Please rewrite the lines of the items below as a numbered list, from the line containing "Expected: one point per instance of the hockey glove, with" through the end of the items, both ends included. Leave out any blank lines.

--- Extracted material ---

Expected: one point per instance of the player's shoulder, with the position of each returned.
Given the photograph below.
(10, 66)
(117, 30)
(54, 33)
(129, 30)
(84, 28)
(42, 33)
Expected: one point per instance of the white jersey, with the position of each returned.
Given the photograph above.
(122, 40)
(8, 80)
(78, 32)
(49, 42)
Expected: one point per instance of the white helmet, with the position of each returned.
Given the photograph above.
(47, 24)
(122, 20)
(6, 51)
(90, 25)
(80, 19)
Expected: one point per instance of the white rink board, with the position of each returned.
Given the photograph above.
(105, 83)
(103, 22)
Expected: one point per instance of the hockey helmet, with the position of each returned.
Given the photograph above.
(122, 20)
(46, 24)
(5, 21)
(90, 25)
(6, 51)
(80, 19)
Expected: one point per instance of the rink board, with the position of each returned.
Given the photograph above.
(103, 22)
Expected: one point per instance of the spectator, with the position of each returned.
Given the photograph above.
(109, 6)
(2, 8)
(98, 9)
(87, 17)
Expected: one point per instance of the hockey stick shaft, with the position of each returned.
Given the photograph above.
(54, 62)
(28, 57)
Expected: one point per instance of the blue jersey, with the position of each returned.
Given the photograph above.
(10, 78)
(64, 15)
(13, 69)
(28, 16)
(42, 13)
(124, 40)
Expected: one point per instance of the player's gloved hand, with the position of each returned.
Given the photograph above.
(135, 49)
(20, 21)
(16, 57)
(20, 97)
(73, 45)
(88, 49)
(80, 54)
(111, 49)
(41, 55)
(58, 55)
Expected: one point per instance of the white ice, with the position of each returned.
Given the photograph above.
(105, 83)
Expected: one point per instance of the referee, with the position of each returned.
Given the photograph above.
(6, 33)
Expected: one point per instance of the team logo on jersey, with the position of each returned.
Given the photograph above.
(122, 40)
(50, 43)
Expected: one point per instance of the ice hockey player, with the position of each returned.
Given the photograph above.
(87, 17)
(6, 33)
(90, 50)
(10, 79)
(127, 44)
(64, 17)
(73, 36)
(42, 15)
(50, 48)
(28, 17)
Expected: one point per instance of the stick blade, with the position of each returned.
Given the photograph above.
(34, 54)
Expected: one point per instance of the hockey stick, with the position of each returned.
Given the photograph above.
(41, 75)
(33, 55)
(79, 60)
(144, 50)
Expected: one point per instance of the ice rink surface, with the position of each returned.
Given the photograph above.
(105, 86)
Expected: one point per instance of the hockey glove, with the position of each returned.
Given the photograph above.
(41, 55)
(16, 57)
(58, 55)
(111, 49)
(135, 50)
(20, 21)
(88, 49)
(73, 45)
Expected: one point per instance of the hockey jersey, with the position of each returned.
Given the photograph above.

---

> _Response to the task_
1. Expected: one point per instance of the hockey glove, with the position of each returned.
2. Given the photograph above.
3. (41, 55)
4. (16, 57)
5. (58, 55)
6. (111, 49)
7. (135, 50)
8. (20, 21)
9. (88, 49)
10. (73, 45)
11. Expected: one point per instance of the hockey jersey, with the position of each returned.
12. Given the photograph above.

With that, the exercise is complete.